### Текст для чтения
··········

Однако повествователь, который под конец ведет свой рассказ от первого лица, — это один из героев, а не автор, исповедующийся перед читателем. Поиск автобиографических отголосков, став сверх меры настойчивым, и правда завел бы слишком далеко. Биография рассказчика, которую при желании можно восстановить, погружаясь в роман, и биография Набокова имеют не так уж много общего.
Так, чистая выдумка — вся история отношений рассказчика с женой героя Лизой Боголеповой, которую Пнин, не питая иллюзий относительно ее духовного уровня и человеческих качеств, тем не менее преданно любил всю жизнь. Когда-то, еще до войны, в Париже, Лиза показывала свои вздорные, сюсюкающие стихи одному из эмигрантских литературных мэтров, и мэтр (он-то теперь и ведет повествование в романе), не утаив, что стихи ее плохи, все-таки предложил как-нибудь их с нею перечесть в укромном, спокойном месте. Потом были различные переживания (лирика, прихоти, сентиментальность, истерическая нечистоплотность), окончившиеся попыткой самоубийства и решением очертя голову выйти за Пнина, хоть он решительно не отвечал запросам Лизиной трепетной натуры. Насколько его посвятили в эти перипетии, неясно, однако что-то Пнин, разумеется, знал. Оттого и отверг саму мысль, что ему предстоит работать под началом того, кто в былые дни обошелся с Лизой так, по его представлениям, непорядочно.
Первое свое утро в Уэйнделе невыспавшийся рассказчик проводит, гуляя по его невыразительным улицам. Мимо проезжает скромная легковушка, набитая чемоданами и узлами. За рулем Пнин в кепке с наушниками, сзади на сиденье маленькая белая собачонка. Для них обоих уэйндельская глава завершена.

··········

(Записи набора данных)
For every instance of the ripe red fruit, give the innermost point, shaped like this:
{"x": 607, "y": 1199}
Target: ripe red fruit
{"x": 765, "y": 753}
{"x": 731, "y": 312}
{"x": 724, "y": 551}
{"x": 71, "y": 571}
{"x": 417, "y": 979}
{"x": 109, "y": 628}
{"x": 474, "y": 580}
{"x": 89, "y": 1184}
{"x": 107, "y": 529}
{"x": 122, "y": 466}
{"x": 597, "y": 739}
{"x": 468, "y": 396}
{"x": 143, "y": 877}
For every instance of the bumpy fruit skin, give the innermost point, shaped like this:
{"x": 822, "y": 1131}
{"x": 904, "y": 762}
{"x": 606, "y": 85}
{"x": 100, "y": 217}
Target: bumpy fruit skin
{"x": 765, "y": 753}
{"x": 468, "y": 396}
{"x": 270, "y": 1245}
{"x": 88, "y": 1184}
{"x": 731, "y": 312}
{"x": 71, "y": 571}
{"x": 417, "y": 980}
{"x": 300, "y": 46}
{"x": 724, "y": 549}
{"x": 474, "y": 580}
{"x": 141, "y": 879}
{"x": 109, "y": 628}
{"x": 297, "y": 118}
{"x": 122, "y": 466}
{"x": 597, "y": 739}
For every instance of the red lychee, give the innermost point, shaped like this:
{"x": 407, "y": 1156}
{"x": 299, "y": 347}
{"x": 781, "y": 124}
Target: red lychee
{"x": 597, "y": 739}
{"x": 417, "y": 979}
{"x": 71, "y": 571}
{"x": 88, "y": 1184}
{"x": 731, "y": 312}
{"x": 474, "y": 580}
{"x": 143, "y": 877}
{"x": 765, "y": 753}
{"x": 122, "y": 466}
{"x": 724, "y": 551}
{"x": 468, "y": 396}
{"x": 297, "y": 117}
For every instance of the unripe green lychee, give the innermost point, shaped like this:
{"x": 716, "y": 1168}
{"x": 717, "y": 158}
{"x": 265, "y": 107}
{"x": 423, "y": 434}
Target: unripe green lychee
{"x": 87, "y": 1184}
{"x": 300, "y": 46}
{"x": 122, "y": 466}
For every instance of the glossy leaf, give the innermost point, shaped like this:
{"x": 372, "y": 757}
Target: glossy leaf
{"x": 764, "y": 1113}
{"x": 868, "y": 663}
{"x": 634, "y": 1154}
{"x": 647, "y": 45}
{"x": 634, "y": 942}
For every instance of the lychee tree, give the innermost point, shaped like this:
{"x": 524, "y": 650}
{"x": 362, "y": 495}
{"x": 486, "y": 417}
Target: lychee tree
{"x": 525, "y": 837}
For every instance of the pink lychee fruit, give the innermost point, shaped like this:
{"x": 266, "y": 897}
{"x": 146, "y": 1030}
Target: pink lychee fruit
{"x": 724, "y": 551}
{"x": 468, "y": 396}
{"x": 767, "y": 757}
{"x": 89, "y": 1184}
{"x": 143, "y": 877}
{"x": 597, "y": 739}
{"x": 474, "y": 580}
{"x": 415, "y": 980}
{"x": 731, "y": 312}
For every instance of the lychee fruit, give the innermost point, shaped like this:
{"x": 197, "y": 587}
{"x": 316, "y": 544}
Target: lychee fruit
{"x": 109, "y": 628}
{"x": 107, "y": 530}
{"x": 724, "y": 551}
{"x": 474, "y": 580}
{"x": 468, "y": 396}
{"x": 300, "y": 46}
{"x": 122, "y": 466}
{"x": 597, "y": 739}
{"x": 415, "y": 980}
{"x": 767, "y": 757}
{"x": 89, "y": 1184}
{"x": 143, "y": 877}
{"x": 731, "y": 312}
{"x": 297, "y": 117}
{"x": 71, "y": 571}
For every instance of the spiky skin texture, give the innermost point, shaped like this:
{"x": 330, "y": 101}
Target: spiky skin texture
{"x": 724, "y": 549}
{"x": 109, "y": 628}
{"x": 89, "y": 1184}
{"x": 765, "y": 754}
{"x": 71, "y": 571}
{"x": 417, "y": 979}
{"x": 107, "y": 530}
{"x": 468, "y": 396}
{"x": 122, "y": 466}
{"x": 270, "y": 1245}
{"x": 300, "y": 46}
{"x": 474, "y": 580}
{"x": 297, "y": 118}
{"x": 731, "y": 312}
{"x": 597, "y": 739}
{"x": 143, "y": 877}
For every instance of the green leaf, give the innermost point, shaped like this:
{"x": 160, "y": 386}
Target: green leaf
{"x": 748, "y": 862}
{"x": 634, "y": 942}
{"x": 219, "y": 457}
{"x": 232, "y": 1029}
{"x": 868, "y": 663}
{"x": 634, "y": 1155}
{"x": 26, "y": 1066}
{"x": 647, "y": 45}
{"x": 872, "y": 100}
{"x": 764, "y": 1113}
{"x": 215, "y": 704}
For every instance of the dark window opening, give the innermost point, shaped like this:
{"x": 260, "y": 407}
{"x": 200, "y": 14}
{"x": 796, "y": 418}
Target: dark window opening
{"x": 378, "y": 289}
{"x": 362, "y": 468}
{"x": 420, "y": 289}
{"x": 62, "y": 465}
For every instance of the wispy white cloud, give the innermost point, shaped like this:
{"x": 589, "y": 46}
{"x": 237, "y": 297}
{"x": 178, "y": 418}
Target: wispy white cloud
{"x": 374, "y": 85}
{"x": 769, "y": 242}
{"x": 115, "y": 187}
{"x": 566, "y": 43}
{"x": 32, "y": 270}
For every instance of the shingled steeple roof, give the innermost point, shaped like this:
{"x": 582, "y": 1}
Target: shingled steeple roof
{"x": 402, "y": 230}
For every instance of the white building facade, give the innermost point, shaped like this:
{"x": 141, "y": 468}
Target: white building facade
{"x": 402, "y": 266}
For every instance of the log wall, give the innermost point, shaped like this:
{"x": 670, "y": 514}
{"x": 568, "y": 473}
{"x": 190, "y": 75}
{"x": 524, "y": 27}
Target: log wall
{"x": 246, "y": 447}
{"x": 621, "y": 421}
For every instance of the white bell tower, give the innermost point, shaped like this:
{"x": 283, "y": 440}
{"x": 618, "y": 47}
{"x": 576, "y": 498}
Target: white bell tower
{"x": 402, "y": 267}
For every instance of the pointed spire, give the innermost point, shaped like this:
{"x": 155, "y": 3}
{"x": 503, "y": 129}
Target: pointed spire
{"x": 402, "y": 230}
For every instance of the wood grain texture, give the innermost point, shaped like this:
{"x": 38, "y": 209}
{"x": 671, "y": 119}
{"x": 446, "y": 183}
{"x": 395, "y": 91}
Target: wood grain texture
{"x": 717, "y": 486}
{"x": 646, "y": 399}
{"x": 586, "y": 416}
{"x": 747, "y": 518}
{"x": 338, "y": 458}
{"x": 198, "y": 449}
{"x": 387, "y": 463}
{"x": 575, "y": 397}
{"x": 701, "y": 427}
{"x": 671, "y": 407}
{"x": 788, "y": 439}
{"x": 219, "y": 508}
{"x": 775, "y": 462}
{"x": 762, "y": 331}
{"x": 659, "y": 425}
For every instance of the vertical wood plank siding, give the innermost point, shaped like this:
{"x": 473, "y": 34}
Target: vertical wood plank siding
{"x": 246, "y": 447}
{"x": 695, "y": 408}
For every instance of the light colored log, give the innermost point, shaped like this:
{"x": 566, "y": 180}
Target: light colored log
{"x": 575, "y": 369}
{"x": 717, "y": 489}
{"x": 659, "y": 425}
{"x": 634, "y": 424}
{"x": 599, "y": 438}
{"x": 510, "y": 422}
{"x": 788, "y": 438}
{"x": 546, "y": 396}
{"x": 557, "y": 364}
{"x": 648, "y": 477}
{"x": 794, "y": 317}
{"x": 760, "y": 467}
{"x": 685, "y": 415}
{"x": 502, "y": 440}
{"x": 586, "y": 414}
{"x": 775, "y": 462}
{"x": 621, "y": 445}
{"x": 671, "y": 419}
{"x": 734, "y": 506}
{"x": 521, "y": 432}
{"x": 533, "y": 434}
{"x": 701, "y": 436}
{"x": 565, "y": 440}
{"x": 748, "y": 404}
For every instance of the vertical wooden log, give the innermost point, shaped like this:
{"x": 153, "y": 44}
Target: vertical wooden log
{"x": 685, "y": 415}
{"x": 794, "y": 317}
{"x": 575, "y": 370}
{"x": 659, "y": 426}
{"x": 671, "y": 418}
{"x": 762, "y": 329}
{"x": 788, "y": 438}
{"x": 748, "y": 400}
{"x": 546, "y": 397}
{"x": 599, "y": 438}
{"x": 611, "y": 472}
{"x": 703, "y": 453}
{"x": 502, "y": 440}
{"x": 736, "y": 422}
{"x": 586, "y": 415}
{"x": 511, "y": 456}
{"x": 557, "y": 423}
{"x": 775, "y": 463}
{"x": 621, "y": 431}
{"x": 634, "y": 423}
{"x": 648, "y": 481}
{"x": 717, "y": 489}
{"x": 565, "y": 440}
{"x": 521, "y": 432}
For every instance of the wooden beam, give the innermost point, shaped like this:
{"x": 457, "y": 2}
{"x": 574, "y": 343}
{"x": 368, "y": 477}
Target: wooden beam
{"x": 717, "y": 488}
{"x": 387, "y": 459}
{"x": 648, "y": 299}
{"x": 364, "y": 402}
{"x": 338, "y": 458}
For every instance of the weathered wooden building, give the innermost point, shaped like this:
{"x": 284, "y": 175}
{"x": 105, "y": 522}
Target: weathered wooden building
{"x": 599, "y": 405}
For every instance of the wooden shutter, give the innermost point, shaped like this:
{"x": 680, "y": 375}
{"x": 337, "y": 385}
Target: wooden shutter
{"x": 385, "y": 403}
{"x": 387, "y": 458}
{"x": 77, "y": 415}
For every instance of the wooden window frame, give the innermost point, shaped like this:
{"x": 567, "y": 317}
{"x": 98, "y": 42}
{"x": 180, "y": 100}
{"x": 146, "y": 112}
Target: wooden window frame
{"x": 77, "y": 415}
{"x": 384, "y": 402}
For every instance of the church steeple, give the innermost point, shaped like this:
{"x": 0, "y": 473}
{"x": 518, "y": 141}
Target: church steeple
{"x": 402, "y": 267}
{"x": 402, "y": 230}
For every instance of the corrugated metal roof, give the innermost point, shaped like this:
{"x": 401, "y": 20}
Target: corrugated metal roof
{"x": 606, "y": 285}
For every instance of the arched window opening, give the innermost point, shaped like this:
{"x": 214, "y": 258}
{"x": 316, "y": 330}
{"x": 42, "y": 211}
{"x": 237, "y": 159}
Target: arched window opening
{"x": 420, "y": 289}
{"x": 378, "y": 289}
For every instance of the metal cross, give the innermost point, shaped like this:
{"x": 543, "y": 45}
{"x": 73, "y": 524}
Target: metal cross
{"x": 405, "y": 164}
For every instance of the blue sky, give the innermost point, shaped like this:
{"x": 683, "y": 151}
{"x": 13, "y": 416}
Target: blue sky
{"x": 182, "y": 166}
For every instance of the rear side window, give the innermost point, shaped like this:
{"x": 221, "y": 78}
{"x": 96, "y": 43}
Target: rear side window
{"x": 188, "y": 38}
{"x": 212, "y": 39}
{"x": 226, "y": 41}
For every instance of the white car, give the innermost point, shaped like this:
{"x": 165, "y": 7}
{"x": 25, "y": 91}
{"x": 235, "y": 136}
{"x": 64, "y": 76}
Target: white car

··········

### Что сделать
1: Определите, согласуются ли с текстом о Пнине утверждения (a), (b) и (c): (a) под конец рассказчик ведет повествование от первого лица; (b) Пнин согласился работать под началом рассказчика; (c) Лиза показывала свои стихи литературному мэтру в Лондоне. Для каждого ответьте «да» или «нет» и приведите точную цитату из текста, которая это решает.
2: Продолжите текст о Пнине, начав сразу после его последнего предложения.

### Ответы
1:
(a) Да: «повествователь, который под конец ведет свой рассказ от первого лица».
(b) Нет: «Оттого и отверг саму мысль, что ему предстоит работать под началом того, кто в былые дни обошелся с Лизой так, по его представлениям, непорядочно».
(c) Нет: «Когда-то, еще до войны, в Париже, Лиза показывала свои вздорные, сюсюкающие стихи одному из эмигрантских литературных мэтров».

2:
Если впрямую отождествлять повествователя, остающегося в «Пнине» одним из персонажей, с автором этого романа, выводы могут оказаться достаточно компрометирующими для Набокова. Трудно сказать, до какой степени он сознавал, что ставит себя в щекотливую ситуацию. Может быть, не сознавал вовсе, и тем не менее ситуация была именно такой. Свидетельство — записки Лидии Чуковской об Ахматовой.
Через три года после выхода «Пнина» удалось достать экземпляр книги, не понравившейся им обеим. Чуковская уточняет: «Не по душе мне та душа, которая создает набоковские книги». Почти вне сомнения, что оттолкнул ёе портрет Лизы Боголеповой. Она, пожалуй, сочла, что Набоков сводит какие-то старые счеты, при этом поступая не по-джентльменски.
Грустно, что «Пнин» действительно давал какие-то поводы так думать. Речь, понятно, не шла о вымещении мнимых любовных обид. Однако Лиза, показанная как существо эгоистичное и зачерствелое, в романе не только неверная супруга, которая пользуется чувством героя, без стеснения свалив на него устройство своих запутанных житейских дел. И не только фрейдистка, которая с пылом неофита отстаивает нелепые теории и любуется своей подписью «доктор Винд» под анекдотическими статьями с претензией на научность. Она еще и поэтесса, автор книжки стихов «Сухие губы». Два образчика ее виршеплетства приведены в романе: смесь пошлостей, жеманства и бесстыдства. Ахматова сразу узнала, в кого метит эта пародия, и назвала роман — по отношению к себе — сочинением пасквилянтским.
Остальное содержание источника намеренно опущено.